From: João S. Lopes Filho
Message: 11296
Date: 2001-11-20
----- Original Message -----
From: Christopher Gwinn <sonno3@...>
To: <cybalist@yahoogroups.com>
Sent: Monday, November 19, 2001 9:57 PM
Subject: Re: [tied] Saving Hengist and Horsa
>
> > Hengist and Horsa are semi-legendary, but certainly not mythical.
> For one thing, despite their horsey names they have no As'vin-like
> prototypes in the Germanic tradition and there is nothing divine or
> even particularly heroic about them. They were military leaders who
> merely happened to be at the right time and place to make history.
> The Jutes ascribed to them a mythical pedigree making them "the sons
> of Victgilsus, whose father was Vecta, son of Woden", but that was
> what the kind of conventional pedigree routinely claimed by the
> aristocratic families "of many provinces" (as noted by Bede).
>
> I have serious doubts about H&H's existence - even if there were two
> men named Hengist and Horsa, I would suspect they had taken on these
> names in order to identify themselves with pre-existing Germanic
> horse twins (after all, we already have Tacitus' comments that some
> Western Germanic people worshipped divine twins that were very much
> like Castor and Pollux).

▸ Brief a
In the message about Hengist and Horsa, whose sons did the Jutes claim Hengist and Horsa were?
The message and the records have separate origins.

(Records from a collection)
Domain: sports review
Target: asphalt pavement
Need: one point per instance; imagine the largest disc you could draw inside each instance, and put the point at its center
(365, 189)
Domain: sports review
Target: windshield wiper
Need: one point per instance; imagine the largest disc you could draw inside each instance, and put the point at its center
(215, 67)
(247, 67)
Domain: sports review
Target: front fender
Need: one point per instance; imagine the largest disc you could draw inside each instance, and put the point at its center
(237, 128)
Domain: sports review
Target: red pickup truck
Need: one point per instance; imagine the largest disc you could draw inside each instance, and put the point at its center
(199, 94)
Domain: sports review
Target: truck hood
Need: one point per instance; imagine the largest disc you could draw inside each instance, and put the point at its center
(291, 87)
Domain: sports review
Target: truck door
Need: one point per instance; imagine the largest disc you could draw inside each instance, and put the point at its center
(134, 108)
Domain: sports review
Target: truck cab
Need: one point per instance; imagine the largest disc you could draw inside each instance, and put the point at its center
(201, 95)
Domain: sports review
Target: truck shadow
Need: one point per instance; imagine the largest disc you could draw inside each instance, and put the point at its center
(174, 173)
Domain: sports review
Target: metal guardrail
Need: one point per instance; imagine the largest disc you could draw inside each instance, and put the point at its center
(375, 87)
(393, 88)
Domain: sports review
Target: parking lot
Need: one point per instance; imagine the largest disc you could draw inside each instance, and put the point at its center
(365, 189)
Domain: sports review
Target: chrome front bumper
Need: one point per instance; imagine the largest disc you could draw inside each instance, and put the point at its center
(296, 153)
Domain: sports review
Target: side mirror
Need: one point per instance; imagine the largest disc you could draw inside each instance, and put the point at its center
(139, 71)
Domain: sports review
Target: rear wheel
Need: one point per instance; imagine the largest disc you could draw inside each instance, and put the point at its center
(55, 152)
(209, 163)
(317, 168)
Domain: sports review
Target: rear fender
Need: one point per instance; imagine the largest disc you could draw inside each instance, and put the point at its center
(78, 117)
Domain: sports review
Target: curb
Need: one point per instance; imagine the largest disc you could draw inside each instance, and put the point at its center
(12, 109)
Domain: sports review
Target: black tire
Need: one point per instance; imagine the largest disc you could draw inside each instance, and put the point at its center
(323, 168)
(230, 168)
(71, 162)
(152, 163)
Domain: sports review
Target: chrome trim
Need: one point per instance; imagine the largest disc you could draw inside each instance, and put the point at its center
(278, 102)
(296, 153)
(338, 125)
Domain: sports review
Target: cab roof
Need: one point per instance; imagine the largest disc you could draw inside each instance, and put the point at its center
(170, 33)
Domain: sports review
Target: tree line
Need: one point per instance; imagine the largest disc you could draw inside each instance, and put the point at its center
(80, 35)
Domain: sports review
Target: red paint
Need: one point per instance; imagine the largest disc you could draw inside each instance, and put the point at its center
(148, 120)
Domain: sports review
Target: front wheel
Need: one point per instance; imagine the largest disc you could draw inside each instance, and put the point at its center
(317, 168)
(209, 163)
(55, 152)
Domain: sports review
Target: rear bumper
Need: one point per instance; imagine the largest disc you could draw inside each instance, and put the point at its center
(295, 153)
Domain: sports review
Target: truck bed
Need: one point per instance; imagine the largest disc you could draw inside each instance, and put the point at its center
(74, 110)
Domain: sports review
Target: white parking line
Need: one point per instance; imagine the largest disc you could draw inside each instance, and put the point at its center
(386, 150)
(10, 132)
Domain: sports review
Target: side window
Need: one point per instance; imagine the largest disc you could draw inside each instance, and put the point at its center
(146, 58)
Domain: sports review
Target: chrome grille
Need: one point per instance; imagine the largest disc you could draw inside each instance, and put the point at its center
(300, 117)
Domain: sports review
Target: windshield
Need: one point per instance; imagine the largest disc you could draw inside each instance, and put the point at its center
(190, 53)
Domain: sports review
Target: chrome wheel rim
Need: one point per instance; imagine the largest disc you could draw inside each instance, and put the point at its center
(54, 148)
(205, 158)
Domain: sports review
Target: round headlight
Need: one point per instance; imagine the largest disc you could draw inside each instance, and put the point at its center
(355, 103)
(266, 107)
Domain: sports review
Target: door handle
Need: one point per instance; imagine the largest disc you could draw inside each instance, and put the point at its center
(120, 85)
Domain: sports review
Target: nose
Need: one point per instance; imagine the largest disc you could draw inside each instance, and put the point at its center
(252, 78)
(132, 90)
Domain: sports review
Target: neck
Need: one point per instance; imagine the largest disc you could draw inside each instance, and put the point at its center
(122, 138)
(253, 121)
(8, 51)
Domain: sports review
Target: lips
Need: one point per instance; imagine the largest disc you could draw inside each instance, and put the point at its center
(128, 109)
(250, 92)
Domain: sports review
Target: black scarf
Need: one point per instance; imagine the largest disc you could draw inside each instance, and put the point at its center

▸ Brief b
Identify and copy each line of the records that contains the string "chrome".

▸ Output a
The Jutes claimed they were the sons of Victgilsus.

▸ Output b
Target: chrome front bumper
Target: chrome trim
Target: chrome grille
Target: chrome wheel rim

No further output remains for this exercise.